═════ DATA EXTRACT

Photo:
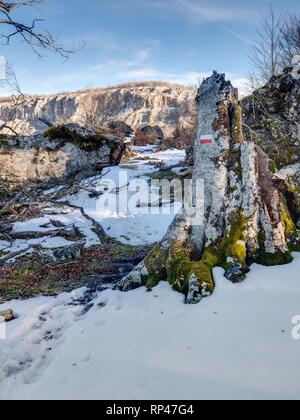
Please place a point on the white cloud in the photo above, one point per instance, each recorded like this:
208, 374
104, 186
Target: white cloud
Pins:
214, 12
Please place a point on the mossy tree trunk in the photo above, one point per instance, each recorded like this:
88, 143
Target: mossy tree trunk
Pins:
247, 218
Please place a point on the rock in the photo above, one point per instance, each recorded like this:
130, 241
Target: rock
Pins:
245, 215
154, 134
121, 127
271, 117
137, 105
189, 160
62, 154
7, 315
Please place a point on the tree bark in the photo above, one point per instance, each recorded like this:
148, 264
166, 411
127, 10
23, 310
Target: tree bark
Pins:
247, 218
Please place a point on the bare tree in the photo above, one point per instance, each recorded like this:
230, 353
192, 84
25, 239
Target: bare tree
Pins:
265, 57
27, 32
290, 39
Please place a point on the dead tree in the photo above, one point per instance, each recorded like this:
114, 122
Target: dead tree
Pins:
290, 39
265, 57
28, 32
247, 218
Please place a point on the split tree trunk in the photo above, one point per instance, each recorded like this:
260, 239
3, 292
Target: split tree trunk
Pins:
247, 218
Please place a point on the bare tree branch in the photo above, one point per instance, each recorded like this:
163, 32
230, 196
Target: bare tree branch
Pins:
29, 33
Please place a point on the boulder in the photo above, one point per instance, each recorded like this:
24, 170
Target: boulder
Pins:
155, 134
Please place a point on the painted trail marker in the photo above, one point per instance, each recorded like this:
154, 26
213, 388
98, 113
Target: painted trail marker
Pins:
207, 139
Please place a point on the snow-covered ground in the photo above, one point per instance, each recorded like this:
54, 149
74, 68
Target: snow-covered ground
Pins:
236, 344
140, 228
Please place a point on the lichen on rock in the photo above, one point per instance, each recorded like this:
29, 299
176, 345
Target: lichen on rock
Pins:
247, 218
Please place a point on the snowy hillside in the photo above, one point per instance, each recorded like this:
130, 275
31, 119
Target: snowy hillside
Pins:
149, 345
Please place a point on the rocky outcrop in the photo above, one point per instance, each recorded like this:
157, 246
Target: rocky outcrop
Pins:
60, 154
271, 117
246, 216
138, 105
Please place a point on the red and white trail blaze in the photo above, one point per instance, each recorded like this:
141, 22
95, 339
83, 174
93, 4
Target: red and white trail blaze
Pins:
206, 139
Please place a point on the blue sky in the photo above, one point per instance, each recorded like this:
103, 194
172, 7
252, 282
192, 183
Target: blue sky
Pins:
130, 40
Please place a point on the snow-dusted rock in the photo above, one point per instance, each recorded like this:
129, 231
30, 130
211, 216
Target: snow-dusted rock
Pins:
36, 158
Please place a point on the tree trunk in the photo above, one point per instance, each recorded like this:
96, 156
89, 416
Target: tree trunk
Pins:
247, 218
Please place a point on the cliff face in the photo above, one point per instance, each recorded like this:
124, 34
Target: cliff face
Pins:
153, 104
57, 156
271, 117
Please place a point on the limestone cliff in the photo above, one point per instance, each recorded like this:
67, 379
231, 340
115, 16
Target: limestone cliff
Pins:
60, 154
147, 104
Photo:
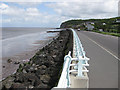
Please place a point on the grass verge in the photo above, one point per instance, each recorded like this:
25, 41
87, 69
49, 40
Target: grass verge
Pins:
108, 33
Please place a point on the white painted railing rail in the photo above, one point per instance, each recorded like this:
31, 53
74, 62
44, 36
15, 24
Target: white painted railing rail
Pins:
80, 66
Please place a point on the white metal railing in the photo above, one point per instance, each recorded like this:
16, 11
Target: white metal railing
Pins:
80, 66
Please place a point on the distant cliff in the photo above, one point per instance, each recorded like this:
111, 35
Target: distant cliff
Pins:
106, 24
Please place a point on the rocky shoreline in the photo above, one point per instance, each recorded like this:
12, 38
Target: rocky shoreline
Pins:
44, 68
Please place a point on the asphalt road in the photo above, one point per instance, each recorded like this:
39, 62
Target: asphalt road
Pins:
102, 51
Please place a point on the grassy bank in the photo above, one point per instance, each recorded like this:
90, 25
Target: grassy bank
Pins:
108, 33
44, 68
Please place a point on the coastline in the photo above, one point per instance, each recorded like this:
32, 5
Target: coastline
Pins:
49, 60
10, 68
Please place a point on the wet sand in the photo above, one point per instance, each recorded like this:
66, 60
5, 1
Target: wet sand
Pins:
11, 67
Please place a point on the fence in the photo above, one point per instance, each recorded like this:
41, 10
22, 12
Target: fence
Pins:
80, 65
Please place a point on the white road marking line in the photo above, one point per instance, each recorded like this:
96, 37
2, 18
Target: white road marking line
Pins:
104, 49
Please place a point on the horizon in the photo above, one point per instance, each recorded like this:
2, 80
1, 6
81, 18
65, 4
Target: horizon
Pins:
52, 14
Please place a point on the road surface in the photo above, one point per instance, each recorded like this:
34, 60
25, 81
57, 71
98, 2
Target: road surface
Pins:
103, 52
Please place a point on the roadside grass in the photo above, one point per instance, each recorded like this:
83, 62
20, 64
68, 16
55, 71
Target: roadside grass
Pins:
108, 33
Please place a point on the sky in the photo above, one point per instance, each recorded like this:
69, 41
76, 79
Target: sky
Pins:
52, 14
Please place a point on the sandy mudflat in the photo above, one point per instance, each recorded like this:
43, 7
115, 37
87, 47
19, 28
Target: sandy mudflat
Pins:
10, 68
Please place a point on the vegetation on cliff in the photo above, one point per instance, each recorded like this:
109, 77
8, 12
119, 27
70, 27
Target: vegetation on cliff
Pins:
107, 25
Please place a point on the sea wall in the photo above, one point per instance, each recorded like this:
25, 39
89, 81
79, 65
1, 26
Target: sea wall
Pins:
44, 69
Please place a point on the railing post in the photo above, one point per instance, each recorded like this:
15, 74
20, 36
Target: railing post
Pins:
80, 74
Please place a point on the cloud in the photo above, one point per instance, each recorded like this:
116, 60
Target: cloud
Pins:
17, 16
108, 8
24, 14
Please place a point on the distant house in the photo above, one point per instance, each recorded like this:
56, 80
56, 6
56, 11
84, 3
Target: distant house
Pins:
89, 26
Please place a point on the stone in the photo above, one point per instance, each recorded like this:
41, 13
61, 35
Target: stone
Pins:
9, 61
18, 86
45, 79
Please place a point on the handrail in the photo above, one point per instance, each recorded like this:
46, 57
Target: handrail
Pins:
79, 52
65, 73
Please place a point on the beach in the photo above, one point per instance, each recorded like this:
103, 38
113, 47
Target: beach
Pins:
21, 44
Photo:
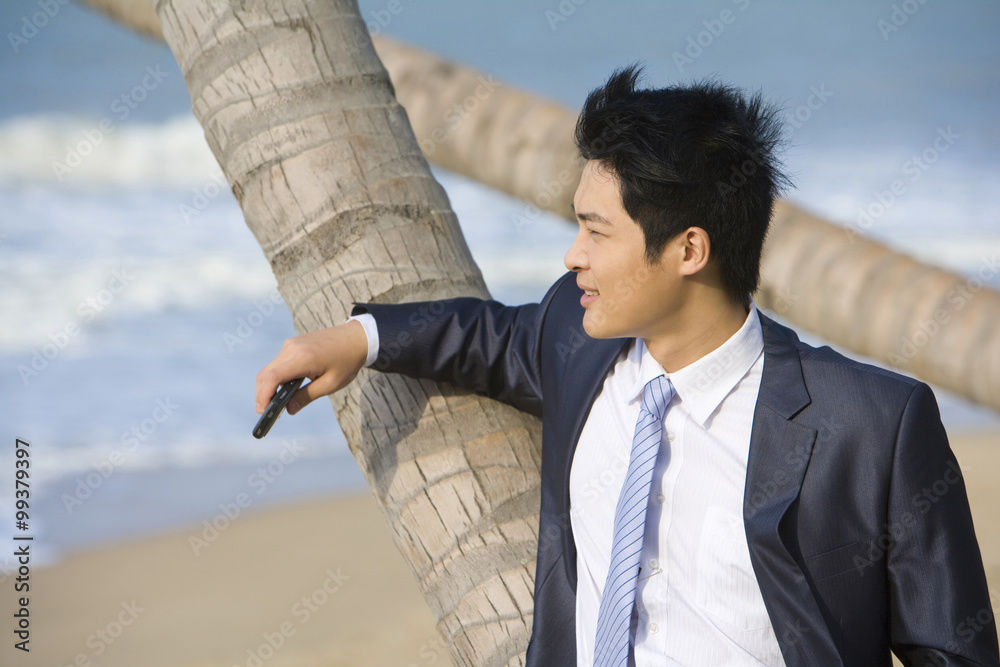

══════════

- [WHAT YOU ARE ASKED TO DO]: Write the entries above out in full, exactly, with no images.

- [WRITTEN SOLUTION]:
Photo:
Please place a point on the white cloud in the photo above, one point per instance, each recorded like this:
208, 374
104, 186
Target: white cloud
Pins:
214, 12
Please place a point on the mossy tree trunk in the photo above, one point per instance, each recorded like this:
88, 143
Target: mossy tree trunk
Pins:
247, 218
Please place a point on the rock in the photo above, one point per instance, each recorded like this:
130, 241
Target: rock
Pins:
245, 215
154, 134
121, 127
271, 117
137, 105
189, 160
62, 154
7, 315
Please place a point on the tree bark in the photo above, one point per instance, each recorded like this:
148, 264
166, 411
127, 10
23, 310
Target: tree bark
Pins:
247, 218
Please place a point on the bare tree in the photo above, one point per instance, each recorded like this:
230, 353
192, 84
25, 239
Target: bare tree
Pins:
265, 57
27, 32
290, 39
Please place a point on the dead tree in the photo above, one point per instance, each recorded like this:
114, 122
Target: dead tree
Pins:
290, 39
265, 57
28, 32
247, 218
Please place a point on the split tree trunk in the photo above, one point per instance, each recorded like this:
260, 239
3, 292
Target: split tree trunk
Pins:
247, 218
Please place a point on the bare tree branch in the photo above, one point per instance, each recorded like this:
163, 32
230, 196
Target: bare tree branch
Pins:
29, 33
Please place a point on the boulder in the photo above, one point per instance, each recorded like this:
24, 170
Target: boulder
Pins:
155, 134
Please place a point on the painted trail marker in the photo above, one point per instance, each recorded like this:
154, 26
213, 388
98, 113
Target: painted trail marker
Pins:
207, 139
Please place a point on the snow-covered ground in the photo above, one point per instance, each recorded like this:
54, 149
74, 68
Target: snow-covered ground
Pins:
236, 344
140, 228
Please place a point on the lichen on rock in the photo above, one point per instance, each recorded like this:
29, 299
176, 345
Target: lichen on rock
Pins:
247, 218
Please place a point on the snowy hillside in the photo above, one point per instance, each recorded like this:
130, 275
31, 119
Target: snowy hillside
Pins:
149, 345
Please place a point on the rocky outcrop in the photo above, one point per instance, each recorded like this:
157, 246
Target: rocky outcrop
Pins:
60, 154
271, 117
246, 216
138, 105
Please place a point on the red and white trail blaze in the photo above, one point per instance, each recorded like this:
141, 22
95, 339
83, 174
93, 4
Target: red and white trail blaze
Pins:
206, 139
Please place a point on the blue sky in the photo above, one point per instance, each recorded like this:
103, 194
172, 7
252, 282
192, 183
Target: blue sky
Pins:
130, 40
Please place a point on the snow-dusted rock in the photo above, one point per instance, each recorded like this:
129, 231
30, 130
211, 216
Target: snow-dusted rock
Pins:
36, 158
Please place a point on the tree trunk in the photo above, one point per instance, each recorded like this:
96, 156
89, 416
Target: tree trunk
Pins:
247, 218
Please place a point on the cliff face in the photo above, one point per instance, each recorded like this:
124, 34
Target: cliff face
Pins:
153, 104
57, 156
271, 117
Please place a point on the limestone cliff in the photo above, one point per instance, each recorded like this:
67, 379
231, 340
115, 16
Target: limestone cliff
Pins:
60, 154
147, 104
Photo:
Please place a point on the grass verge in the photo above, one point per instance, each recorded like this:
25, 41
87, 69
49, 40
Target: grass verge
Pins:
108, 33
Please place a point on the white painted railing rail in the photo above, one point per instance, each recorded like this:
31, 53
74, 62
44, 36
15, 24
Target: white painted railing rail
Pins:
80, 66
Please place a point on the white metal railing in the photo above, one point per instance, each recorded like this:
16, 11
Target: white metal railing
Pins:
80, 66
Please place a point on the distant cliff in the photo above, one point per instance, each recorded like this:
111, 35
Target: distant cliff
Pins:
106, 24
Please place a point on the rocky shoreline in the photo above, one point per instance, each recorded like this:
12, 38
Target: rocky shoreline
Pins:
44, 68
Please place a point on the asphalt road in the photo above, one point per instance, each recorded like this:
39, 62
Target: asphalt road
Pins:
102, 51
Please place a point on the grassy bank in the photo above, one point per instance, each recorded like this:
90, 25
Target: grassy bank
Pins:
108, 33
44, 68
Please place a point on the coastline in the photo above, one point per instance, each recorded like this:
32, 5
Target: coastline
Pins:
49, 60
10, 68
Please place a point on the wet sand in the photo above, one point per instance, each recorded like this:
66, 60
5, 1
Target: wet sand
Pins:
11, 67
Please place a point on the fence in the photo above, one point per instance, each recorded like this:
41, 10
22, 12
Target: fence
Pins:
80, 65
Please place a point on the white road marking line in the photo above, one point per instance, each recorded like this:
96, 37
2, 18
Target: white road marking line
Pins:
104, 49
Please place a point on the horizon in the photo above, one point per instance, each recorded like this:
2, 80
1, 6
81, 18
65, 4
Target: horizon
Pins:
52, 14
Please place a point on the road surface in the photo above, one point per instance, each recorded like this:
34, 60
25, 81
57, 71
98, 2
Target: road surface
Pins:
103, 52
Please place a point on the roadside grass in the photo above, one point per instance, each recorded like this:
83, 62
20, 64
68, 16
55, 71
Target: roadside grass
Pins:
108, 33
Please place a point on the sky in the photo above, one point per instance, each recorded like this:
69, 41
76, 79
Target: sky
Pins:
52, 14
Please place a point on the sandy mudflat in the photo above, one point per instance, each recorded like this:
43, 7
115, 37
87, 47
19, 28
Target: sandy mudflat
Pins:
10, 68
Please place a point on the vegetation on cliff in the photo above, one point per instance, each recorded like this:
109, 77
8, 12
119, 27
70, 27
Target: vegetation on cliff
Pins:
107, 25
Please place a point on the sea wall in the photo above, one point per instance, each recorded like this:
25, 39
89, 81
79, 65
1, 26
Target: sea wall
Pins:
44, 69
Please place a point on the railing post in the photo above, one point per instance, each recorded like this:
15, 74
20, 36
Target: railing post
Pins:
80, 74
Please place a point on the cloud in the photo above, one point per instance, each recorded like this:
116, 60
Target: cloud
Pins:
17, 16
108, 8
24, 14
Please place a point on the distant house in the photo above, one point per instance, each recorded like this:
56, 80
56, 6
56, 11
84, 3
Target: distant house
Pins:
89, 26
Please place a point on the stone in the photo above, one point per instance, each recorded like this:
41, 13
61, 35
Target: stone
Pins:
9, 61
18, 86
45, 79
Please place a point on the handrail in the photo above, one point per instance, each recorded like this:
46, 57
Target: handrail
Pins:
79, 52
65, 73
Please place a point on the beach in the photo above, one point per instance, each recorded like this:
103, 38
113, 47
Target: beach
Pins:
21, 44
Photo:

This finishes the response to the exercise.